### Task description
In the records below, find the line containing "of the runner's"; copy exactly that line and all lines after it to the end, and nothing else.
==== Source records
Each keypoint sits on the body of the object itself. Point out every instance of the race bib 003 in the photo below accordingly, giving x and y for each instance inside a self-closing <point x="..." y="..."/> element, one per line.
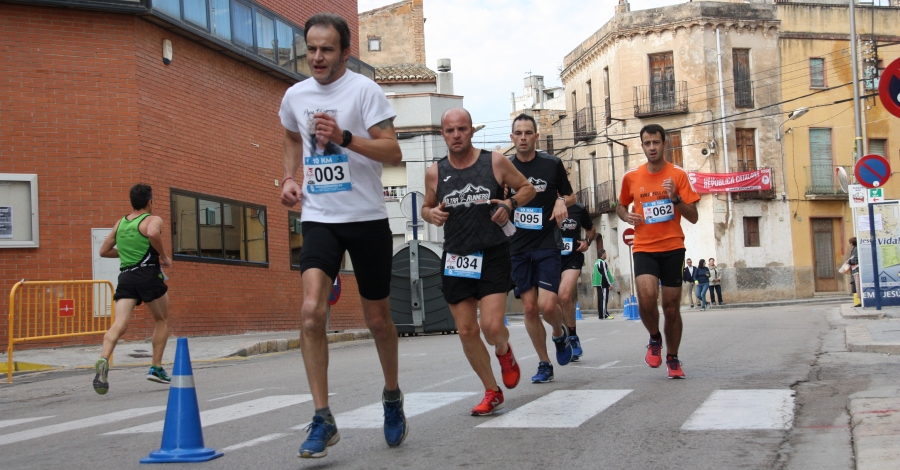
<point x="528" y="218"/>
<point x="567" y="247"/>
<point x="327" y="174"/>
<point x="464" y="266"/>
<point x="658" y="211"/>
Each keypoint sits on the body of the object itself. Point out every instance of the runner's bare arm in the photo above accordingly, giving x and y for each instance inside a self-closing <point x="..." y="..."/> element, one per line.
<point x="154" y="234"/>
<point x="108" y="248"/>
<point x="382" y="147"/>
<point x="431" y="212"/>
<point x="292" y="157"/>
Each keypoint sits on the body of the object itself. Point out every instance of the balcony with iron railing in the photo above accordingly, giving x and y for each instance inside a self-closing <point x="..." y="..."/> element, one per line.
========
### Result below
Each keypoint sits on the body of the object itself. Point out every instance of the runner's bare arm in the photo above accordingly, giving x and y for each instance inside a self-closing <point x="..." y="..."/> element, one per line.
<point x="154" y="234"/>
<point x="108" y="248"/>
<point x="382" y="147"/>
<point x="431" y="212"/>
<point x="292" y="157"/>
Each keypoint sits on the body of the object itself. Point out every instance of the balcony with iron railing in the photo above accordingly, giving x and y for each instance inside a self-closing <point x="..." y="..."/> element, one per line.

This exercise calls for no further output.